(Data to process)
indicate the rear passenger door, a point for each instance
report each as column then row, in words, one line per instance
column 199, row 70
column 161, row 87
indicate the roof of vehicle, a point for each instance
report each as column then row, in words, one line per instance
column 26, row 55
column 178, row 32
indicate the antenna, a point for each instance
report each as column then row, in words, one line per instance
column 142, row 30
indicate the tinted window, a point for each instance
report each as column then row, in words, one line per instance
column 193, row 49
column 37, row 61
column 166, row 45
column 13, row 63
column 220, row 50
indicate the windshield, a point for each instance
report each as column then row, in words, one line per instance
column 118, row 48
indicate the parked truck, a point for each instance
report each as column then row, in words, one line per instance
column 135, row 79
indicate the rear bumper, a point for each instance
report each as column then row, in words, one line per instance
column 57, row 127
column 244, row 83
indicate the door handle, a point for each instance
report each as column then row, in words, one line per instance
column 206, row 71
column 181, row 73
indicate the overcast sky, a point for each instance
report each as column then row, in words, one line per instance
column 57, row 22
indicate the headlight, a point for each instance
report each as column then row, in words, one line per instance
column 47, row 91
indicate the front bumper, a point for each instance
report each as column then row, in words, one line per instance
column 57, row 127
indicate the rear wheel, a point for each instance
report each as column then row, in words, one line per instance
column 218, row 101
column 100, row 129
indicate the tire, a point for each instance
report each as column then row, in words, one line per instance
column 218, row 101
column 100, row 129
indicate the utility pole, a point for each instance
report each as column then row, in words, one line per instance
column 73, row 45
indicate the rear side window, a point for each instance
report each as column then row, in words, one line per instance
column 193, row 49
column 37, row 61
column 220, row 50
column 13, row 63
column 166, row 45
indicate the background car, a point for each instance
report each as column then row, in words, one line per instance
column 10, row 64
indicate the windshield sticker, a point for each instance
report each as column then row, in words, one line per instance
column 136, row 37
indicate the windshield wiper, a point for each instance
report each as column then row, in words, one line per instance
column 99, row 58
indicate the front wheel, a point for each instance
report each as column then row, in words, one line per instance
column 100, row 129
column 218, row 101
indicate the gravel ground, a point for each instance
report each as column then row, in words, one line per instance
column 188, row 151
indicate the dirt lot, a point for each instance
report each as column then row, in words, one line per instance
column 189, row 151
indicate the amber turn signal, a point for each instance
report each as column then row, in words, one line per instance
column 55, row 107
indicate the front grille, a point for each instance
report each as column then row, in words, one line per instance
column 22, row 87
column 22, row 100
(End Data to process)
Your task is to repeat the entries exactly.

### Solution to this exercise:
indicate the rear passenger door, a point for each instance
report each as column then row, in words, one line per instance
column 199, row 70
column 161, row 87
indicate the roof of vehicle, a point for each instance
report each as column then row, in words, one line per instance
column 26, row 55
column 178, row 32
indicate the antenna, a point for each instance
report each as column then row, in words, one line per instance
column 142, row 30
indicate the tinted window, a point for each instance
report each as column then row, in words, one line per instance
column 193, row 49
column 37, row 61
column 166, row 45
column 13, row 63
column 220, row 50
indicate the windshield, a point for each instance
report each as column then row, in words, one line per instance
column 118, row 48
indicate the parked truck, a point for each instance
report each as column then row, in words, one line per instance
column 135, row 79
indicate the rear bumper, a point for each instance
report each as column then row, in words, one line per instance
column 57, row 127
column 244, row 83
indicate the door handle, a point for each instance
report each as column then row, in words, one line per instance
column 206, row 71
column 181, row 73
indicate the overcast sky, a point for each instance
report each as column then row, in words, one line per instance
column 57, row 22
indicate the headlight, a point for each instance
report each as column then row, in words, one line per instance
column 47, row 91
indicate the front bumper, a point for each instance
report each as column then row, in words, one line per instance
column 57, row 127
indicate the rear wheel, a point for each instance
report each as column then row, in words, one line per instance
column 218, row 101
column 100, row 129
indicate the tire, a point for each instance
report each as column then row, in words, one line per instance
column 218, row 101
column 100, row 129
indicate the utility pole, a point for each instance
report each as column then row, in words, one line per instance
column 73, row 45
indicate the rear side window, a point for each instance
report each as column then row, in words, one line per instance
column 193, row 49
column 37, row 61
column 220, row 50
column 13, row 63
column 166, row 45
indicate the background car, a point for each instance
report each as column then row, in words, one line per instance
column 10, row 64
indicate the windshield sticker, a point for each instance
report each as column then row, in words, one line per instance
column 136, row 37
indicate the windshield wiper, a point for each instance
report each as column then row, in words, one line per instance
column 99, row 58
indicate the front wheel, a point for each instance
report each as column then row, in words, one line per instance
column 100, row 129
column 218, row 101
indicate the gravel ground, a point for each instance
report each as column then row, in words, one line per instance
column 188, row 151
indicate the dirt lot, a point for each instance
report each as column then row, in words, one line per instance
column 189, row 151
indicate the amber turn signal, a point for each instance
report each as column then row, in words, one line per instance
column 55, row 107
indicate the front grille, a point for each instance
report each as column then row, in words, one line per instance
column 22, row 87
column 22, row 100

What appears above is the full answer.